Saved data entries
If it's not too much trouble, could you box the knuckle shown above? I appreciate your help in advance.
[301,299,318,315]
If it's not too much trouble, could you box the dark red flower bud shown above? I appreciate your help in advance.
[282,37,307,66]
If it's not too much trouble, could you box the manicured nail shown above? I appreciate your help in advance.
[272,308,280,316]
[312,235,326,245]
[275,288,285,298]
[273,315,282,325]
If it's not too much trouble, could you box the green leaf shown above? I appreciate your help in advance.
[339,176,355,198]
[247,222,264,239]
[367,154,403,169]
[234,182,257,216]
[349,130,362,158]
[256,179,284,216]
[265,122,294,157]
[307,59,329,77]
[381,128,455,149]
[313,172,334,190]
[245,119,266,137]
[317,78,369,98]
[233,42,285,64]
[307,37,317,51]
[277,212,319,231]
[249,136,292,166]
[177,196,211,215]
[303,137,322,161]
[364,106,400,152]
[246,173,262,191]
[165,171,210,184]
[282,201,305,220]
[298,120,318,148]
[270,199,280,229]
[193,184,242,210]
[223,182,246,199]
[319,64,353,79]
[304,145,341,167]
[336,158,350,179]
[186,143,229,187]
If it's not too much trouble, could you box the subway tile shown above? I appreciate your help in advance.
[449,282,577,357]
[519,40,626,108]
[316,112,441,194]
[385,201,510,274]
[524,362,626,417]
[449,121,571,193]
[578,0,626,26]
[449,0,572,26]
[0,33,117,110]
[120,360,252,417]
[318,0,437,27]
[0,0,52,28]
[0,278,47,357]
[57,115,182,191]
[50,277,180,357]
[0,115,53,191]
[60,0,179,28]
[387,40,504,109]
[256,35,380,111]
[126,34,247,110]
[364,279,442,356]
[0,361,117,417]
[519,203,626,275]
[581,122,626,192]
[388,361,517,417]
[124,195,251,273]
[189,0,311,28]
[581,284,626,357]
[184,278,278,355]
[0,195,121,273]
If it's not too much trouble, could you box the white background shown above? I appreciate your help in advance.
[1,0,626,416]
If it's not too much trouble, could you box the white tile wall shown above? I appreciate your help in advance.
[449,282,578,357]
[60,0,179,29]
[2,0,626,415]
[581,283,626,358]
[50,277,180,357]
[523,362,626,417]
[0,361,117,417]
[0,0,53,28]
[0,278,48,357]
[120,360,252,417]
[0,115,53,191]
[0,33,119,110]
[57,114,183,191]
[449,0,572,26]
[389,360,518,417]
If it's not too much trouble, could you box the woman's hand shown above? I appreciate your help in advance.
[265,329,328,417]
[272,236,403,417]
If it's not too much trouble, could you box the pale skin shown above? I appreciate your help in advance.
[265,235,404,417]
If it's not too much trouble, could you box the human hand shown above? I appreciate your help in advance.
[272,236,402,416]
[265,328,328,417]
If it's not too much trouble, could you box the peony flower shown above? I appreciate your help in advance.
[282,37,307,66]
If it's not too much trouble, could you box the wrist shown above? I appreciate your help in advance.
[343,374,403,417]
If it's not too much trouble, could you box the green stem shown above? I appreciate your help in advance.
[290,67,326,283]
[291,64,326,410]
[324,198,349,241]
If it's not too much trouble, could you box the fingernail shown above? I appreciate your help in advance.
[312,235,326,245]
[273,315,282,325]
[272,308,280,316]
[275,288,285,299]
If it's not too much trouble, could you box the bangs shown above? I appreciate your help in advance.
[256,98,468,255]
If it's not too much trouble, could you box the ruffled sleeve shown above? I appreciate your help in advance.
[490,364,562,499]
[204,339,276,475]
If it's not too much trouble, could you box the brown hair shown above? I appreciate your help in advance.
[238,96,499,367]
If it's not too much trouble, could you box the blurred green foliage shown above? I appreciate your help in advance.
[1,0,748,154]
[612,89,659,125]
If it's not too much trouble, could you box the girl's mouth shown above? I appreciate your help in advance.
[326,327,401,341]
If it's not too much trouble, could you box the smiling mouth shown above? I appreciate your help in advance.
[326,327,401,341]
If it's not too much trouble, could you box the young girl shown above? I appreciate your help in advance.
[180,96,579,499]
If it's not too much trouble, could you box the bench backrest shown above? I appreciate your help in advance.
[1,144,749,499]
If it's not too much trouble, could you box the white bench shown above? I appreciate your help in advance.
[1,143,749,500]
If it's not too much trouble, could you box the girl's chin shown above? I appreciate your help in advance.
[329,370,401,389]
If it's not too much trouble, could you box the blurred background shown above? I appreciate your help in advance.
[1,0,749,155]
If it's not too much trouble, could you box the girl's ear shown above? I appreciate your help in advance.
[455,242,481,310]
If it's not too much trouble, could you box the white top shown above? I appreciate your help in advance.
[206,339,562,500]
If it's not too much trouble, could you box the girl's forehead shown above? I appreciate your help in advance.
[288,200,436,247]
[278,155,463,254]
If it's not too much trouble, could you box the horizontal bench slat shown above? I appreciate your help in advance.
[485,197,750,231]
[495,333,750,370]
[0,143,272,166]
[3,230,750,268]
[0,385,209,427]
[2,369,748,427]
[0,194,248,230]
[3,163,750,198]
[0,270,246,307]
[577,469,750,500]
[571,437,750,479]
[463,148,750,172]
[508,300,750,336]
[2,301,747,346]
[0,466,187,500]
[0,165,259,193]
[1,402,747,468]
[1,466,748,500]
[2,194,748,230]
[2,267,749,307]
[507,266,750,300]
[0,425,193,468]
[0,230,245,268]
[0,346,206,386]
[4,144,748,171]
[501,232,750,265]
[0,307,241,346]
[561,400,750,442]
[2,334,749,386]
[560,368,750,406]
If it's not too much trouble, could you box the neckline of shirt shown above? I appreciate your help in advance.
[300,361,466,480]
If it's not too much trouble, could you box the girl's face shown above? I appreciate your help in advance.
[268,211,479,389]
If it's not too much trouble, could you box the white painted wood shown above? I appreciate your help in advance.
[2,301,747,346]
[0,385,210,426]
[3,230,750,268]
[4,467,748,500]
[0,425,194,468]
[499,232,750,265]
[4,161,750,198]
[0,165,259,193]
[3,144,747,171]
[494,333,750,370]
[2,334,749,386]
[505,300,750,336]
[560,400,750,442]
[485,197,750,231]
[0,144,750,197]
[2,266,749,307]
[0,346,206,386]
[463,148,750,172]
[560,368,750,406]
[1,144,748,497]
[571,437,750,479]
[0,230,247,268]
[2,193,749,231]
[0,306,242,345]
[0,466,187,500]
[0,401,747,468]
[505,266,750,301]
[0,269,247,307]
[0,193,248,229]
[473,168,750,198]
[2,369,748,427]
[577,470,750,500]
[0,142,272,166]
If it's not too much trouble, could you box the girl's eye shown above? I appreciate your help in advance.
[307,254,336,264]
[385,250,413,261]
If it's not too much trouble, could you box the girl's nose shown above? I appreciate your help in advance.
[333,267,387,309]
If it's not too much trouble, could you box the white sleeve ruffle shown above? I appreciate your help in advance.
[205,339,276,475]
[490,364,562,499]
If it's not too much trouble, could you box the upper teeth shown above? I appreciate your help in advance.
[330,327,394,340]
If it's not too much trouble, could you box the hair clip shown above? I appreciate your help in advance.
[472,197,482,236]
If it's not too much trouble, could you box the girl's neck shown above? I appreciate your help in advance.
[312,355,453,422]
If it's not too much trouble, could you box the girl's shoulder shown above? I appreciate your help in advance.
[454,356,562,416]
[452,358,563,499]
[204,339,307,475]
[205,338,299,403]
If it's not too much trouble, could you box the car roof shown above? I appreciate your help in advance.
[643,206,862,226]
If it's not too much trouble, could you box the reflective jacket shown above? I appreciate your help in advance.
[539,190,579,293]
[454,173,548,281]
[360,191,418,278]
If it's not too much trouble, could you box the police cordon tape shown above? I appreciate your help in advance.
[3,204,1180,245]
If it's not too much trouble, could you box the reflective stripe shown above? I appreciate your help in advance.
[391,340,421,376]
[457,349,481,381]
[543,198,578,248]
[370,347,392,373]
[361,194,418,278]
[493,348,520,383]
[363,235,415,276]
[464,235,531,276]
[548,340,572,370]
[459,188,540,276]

TASK TO COMPLETE: Your answer should consist only of the lines from the one with "If it's not too much trouble, could you box the hair" through the last line of the entries above, retyped exactly.

EXERCISE ANSWER:
If it's not too much trouble, could you box the hair clip shown above? I appreciate your help in advance.
[472,197,482,236]
If it's not too much trouble, could you box the girl's neck shown above? I appreciate your help in advance.
[312,355,453,422]
If it's not too much trouble, could you box the girl's shoulder shown above? I appreciate your help in advance.
[454,356,562,416]
[452,358,563,499]
[204,339,307,475]
[205,338,299,403]
If it's not too much trouble, could you box the car roof shown above? I appreciate your help in advance.
[643,206,862,226]
If it's not too much trouble, could you box the reflective jacket shown above? I appreciate your help in advance.
[539,190,579,293]
[454,173,548,281]
[360,191,418,278]
If it's not too much trouble, could you box the police cordon tape shown above? I appreciate your help in advance.
[3,204,1180,245]
If it's not too much trouble, could you box the reflective stripe shown above? I appreciate your help in advance.
[391,340,421,376]
[457,349,481,381]
[543,198,578,248]
[370,347,392,373]
[361,194,418,278]
[493,348,520,383]
[363,235,415,276]
[464,235,531,276]
[548,340,572,370]
[459,188,540,276]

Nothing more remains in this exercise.